** Written tasks **
[1] In the passage titled "Gathered, Formed and Sent," which Bible passage is Darrell Guder reflecting on?
[2] From the passage titled "Gathered, Formed and Sent," quote the stretch from "Reflecting on Jesus’" through "it’s the beginning.".

** Passage **
Gathered, Formed and Sent


Do you expect to be changed when you walk through the doors of your local church for that committee meeting on Tuesday evening? Is your life – your attitudes, your behavior – different after you gather with sisters and brothers for the discussion group or Bible study in someone’s home or at a coffee shop? Are you challenged, comforted, confronted, renewed, reformed, transformed by your presence at worship? Are you moved by your participation in congregational life to find ways in your daily life to share with others what you have so wondrously and freely received in the gathering of God’s people?
Reflecting on Jesus’ appointment of the first twelve apostles in Mark 3:13ff, Darrell Guder[1] suggests a deep evangelical rhythm of gathering and forming disciples (followers) and sending them into the world as apostles (sent ones) and witnesses.
First, Jesus calls his followers to “be with him.” Whenever and in whatever ways we gather as church we gather around Jesus, crucified and risen for us and for the world. This Jesus claims us in baptism, feeds us at table, speaks to us through God’s Word, and transforms and reshapes us – each of us – into his self-giving image. Being with Jesus, however, is not the end; it’s the beginning.

** Record set **
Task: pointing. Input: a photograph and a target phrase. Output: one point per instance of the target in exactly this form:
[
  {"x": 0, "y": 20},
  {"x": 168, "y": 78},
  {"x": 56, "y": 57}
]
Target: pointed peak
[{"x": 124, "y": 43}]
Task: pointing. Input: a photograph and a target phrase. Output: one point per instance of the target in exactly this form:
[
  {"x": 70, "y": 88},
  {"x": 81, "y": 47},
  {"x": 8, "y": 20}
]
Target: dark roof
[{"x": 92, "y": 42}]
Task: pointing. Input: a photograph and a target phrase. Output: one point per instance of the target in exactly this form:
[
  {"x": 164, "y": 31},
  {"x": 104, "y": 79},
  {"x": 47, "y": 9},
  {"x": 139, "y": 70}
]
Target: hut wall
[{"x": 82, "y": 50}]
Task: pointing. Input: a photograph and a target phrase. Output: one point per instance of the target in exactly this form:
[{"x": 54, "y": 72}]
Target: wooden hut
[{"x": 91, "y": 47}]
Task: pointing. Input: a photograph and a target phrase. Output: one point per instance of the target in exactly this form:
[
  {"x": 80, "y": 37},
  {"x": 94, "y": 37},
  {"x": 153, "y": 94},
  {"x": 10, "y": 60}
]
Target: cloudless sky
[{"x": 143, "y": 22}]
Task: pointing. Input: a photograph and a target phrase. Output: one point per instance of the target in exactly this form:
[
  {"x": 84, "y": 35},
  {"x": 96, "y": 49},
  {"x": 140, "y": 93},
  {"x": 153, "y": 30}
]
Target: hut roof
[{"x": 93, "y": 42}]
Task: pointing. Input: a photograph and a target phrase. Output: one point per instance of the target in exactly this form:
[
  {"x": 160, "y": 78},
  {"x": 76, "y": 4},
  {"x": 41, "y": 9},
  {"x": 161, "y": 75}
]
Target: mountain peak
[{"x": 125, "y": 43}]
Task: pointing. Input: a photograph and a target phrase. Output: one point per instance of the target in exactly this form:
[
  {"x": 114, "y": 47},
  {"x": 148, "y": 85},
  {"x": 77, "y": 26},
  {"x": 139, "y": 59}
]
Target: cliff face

** Solutions **
[1] Mark 3:13ff, Jesus' appointment of the first twelve apostles.

[2]
Reflecting on Jesus’ appointment of the first twelve apostles in Mark 3:13ff, Darrell Guder[1] suggests a deep evangelical rhythm of gathering and forming disciples (followers) and sending them into the world as apostles (sent ones) and witnesses.
First, Jesus calls his followers to “be with him.” Whenever and in whatever ways we gather as church we gather around Jesus, crucified and risen for us and for the world. This Jesus claims us in baptism, feeds us at table, speaks to us through God’s Word, and transforms and reshapes us – each of us – into his self-giving image. Being with Jesus, however, is not the end; it’s the beginning.